BEGIN Record extracts
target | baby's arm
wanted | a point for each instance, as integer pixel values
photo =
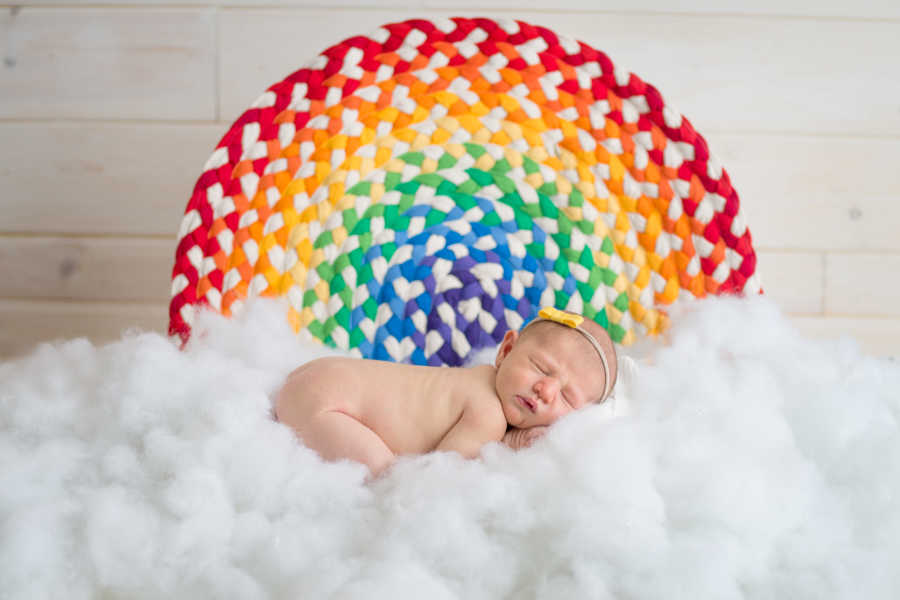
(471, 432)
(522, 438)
END Record extracts
BEGIN Record extracts
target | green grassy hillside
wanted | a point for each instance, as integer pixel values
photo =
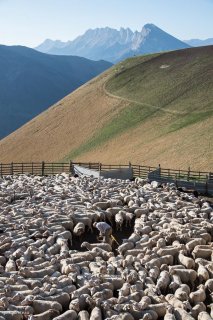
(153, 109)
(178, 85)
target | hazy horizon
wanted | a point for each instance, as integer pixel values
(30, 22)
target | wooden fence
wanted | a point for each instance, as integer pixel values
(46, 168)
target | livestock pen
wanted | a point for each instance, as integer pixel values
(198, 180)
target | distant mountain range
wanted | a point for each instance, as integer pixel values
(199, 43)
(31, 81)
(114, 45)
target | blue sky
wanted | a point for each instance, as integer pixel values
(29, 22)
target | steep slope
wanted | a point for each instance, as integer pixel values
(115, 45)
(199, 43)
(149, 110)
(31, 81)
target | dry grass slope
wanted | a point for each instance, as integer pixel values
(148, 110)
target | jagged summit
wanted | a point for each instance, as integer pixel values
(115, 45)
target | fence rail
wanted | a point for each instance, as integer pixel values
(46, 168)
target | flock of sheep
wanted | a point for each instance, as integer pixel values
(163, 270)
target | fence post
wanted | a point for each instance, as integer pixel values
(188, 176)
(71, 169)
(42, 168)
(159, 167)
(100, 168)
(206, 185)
END Record extracts
» **What is expected**
Could you reproduce exactly the lines of the entries above, from the one with "target | hazy horizon" through the one with "target | flock of sheep", and nothing else?

» **Solution**
target | hazy horizon
wanted | a point for each instance, as integer pixel values
(30, 22)
target | wooden fence
wanted | a point for each instance, as integer pixel values
(46, 168)
target | livestock pen
wanted | a point for each instance, as integer pixel values
(198, 180)
target | distant mountain range
wanted | a point for each instance, as integer pixel values
(199, 43)
(31, 81)
(114, 45)
target | blue sky
wanted | a point for each instance, as integer pixel values
(29, 22)
target | steep slope
wanted | a point for each instance, as integer pixel values
(115, 45)
(199, 43)
(149, 110)
(31, 81)
target | dry grass slope
wanted | a point for each instance, as integer pixel values
(148, 110)
target | jagged summit
wanted | a point for each instance, as integer pixel values
(115, 45)
target | fence rail
wanted | a point for each instance, as integer pixel values
(46, 168)
target | flock of sheep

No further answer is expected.